STATED GOAL 1: Summarize the article on DOS filename characters in two sentences.
----------
After writing about how DOS filenames can have spaces and a follow-up article about where those spaces can be, I’ve received a few emails asking which characters are allowed in DOS filenames, and which are not. Wikipedia has an excellent discussion about the DOS directory table which includes the legal characters for DOS filenames, but this is an opportunity to learn a bit about programming.
A power multiplier in open source is that if you have a compiler and know a bit about programming, you can learn all kinds of things about how computer work. And in this case, we can learn about what characters are allowed in DOS filenames by writing a test program.
Test all characters
DOS filnames can actually contain so-called “extended ASCII” characters. Really, the ASCII standard only defines characters from 0 to 127, and any character beyond that is a special character. DOS uses code points from 128 to 255 in a code page, such as code page 437 (the typical “extended ASCII” characters that includes line-drawing characters, Greek characters, and other items). However, US keyboards cannot easily type those extra characters, so let’s make a test program that creates filenames using characters up to but not including 127. Code point 127 is actually the “delete” character, and isn’t actually allowed in DOS filenames anyway.
Let’s write a short test program that iterates through the printable characters in a for loop:
#include <stdio.h>
int main()
{
char x;
for (x=' '+1; x<127; x++) {
testfile(x);
}
return 0;
}
This starts the loop at the character after the space, which is the ! character. I wrote it as space + 1 because we already know that DOS filenames cannot have a trailing space so there’s no point in testing a space in a filename; we already know that answer. The loop continues as long as the character is up to but not including 127.
For each character in the loop, the program calls the testfile function. That’s the function where we’ll do the actual test.
Save a test file
The testfile function uses the character to create a filename, then opens a file, writes some data to it, and closes it. To make these test files easy to delete later, I’ll name them all with a .TST file extension.
int testfile(char a)
{
char filename[] = "_.TST";
I’ve defined a string called filename with the initial value _.TST. The first character in the string is actually a placeholder; I’ll replace it with the a character before I try to open a new file with that name:
filename[0] = a;
p = fopen(filename, "w");
With that understanding of how the testfile function works, let’s write the full function:
int testfile(char a)
{
char filename[] = "_.TST";
FILE *p;
fputc(a, stdout);
fputs(" - ", stdout);
filename[0] = a;
p = fopen(filename, "w");
if (p==NULL) {
puts("fail");
return 0; /* fail */
}
fputc(a, p);
fclose(p);
puts("Ok");
return 1;
}
If the function cannot open a new file with that filename, it prints a “fail” message, then immediately exits. Otherwise, it writes one character to the file, then closes it. If successful, the function also prints an “Ok” message.
----------
STATED GOAL 2: Give the part of the records that runs from their first line through the line containing "pixel 420 404" as a numbered list, with blank lines and the pictures left out.

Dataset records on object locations
----------
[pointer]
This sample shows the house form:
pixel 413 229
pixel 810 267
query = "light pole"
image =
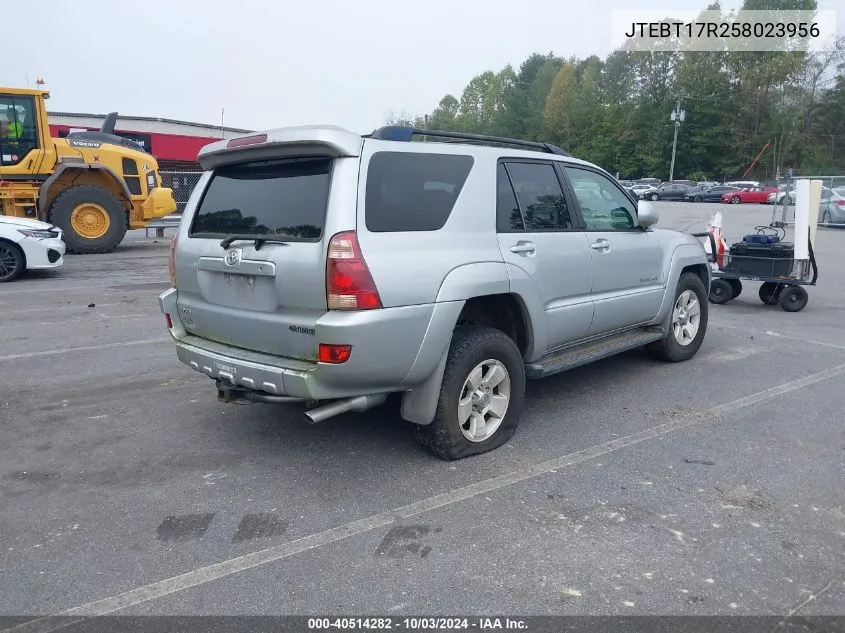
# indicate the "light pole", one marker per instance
pixel 677 116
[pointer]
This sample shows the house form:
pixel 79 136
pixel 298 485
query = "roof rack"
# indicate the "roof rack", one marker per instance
pixel 402 133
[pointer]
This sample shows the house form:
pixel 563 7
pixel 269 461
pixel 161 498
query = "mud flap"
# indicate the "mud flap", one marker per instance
pixel 420 404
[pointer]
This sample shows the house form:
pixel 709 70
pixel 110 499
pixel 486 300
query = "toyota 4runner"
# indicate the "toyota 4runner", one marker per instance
pixel 317 266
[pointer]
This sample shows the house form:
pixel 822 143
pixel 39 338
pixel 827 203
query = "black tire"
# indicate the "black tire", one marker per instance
pixel 471 345
pixel 793 299
pixel 669 348
pixel 769 292
pixel 67 201
pixel 721 291
pixel 12 261
pixel 736 287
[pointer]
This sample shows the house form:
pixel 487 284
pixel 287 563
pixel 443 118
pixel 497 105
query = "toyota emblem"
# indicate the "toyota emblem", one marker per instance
pixel 232 257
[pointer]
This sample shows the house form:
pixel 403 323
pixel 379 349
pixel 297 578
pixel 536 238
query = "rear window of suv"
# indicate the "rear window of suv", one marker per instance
pixel 279 198
pixel 413 192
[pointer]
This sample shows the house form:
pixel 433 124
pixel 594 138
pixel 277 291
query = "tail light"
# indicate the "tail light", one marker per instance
pixel 172 261
pixel 349 284
pixel 334 354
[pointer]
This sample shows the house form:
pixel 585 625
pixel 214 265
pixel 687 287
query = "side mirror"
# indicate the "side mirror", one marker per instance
pixel 646 214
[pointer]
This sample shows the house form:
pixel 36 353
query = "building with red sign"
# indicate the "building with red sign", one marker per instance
pixel 175 144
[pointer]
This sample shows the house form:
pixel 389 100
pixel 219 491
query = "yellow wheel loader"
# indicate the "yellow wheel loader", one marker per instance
pixel 92 185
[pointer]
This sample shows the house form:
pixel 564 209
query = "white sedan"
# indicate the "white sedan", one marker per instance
pixel 28 245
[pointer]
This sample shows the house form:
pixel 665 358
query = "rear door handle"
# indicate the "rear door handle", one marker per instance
pixel 523 248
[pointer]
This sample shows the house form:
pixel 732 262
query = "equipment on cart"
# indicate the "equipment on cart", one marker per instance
pixel 783 267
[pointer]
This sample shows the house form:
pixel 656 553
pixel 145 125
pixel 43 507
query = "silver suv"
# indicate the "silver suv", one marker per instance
pixel 320 267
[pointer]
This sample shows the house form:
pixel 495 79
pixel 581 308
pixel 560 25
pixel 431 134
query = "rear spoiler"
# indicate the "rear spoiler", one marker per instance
pixel 308 140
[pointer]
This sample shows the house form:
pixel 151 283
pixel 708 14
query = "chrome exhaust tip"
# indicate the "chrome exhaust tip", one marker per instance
pixel 357 404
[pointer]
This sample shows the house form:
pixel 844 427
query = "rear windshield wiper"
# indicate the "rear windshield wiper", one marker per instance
pixel 259 240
----------
OUTPUT 1: The article shows that the characters allowed in DOS filenames can be found by writing a test program, which loops through the printable characters from the one after the space up to but not including 127. For each character, a testfile function tries to create a .TST file named with it, printing "Ok" if it succeeds or "fail" if the file cannot be opened.

OUTPUT 2:
1. [pointer]
2. This sample shows the house form:
3. pixel 413 229
4. pixel 810 267
5. query = "light pole"
6. image =
7. # indicate the "light pole", one marker per instance
8. pixel 677 116
9. [pointer]
10. This sample shows the house form:
11. pixel 79 136
12. pixel 298 485
13. query = "roof rack"
14. # indicate the "roof rack", one marker per instance
15. pixel 402 133
16. [pointer]
17. This sample shows the house form:
18. pixel 563 7
19. pixel 269 461
20. pixel 161 498
21. query = "mud flap"
22. # indicate the "mud flap", one marker per instance
23. pixel 420 404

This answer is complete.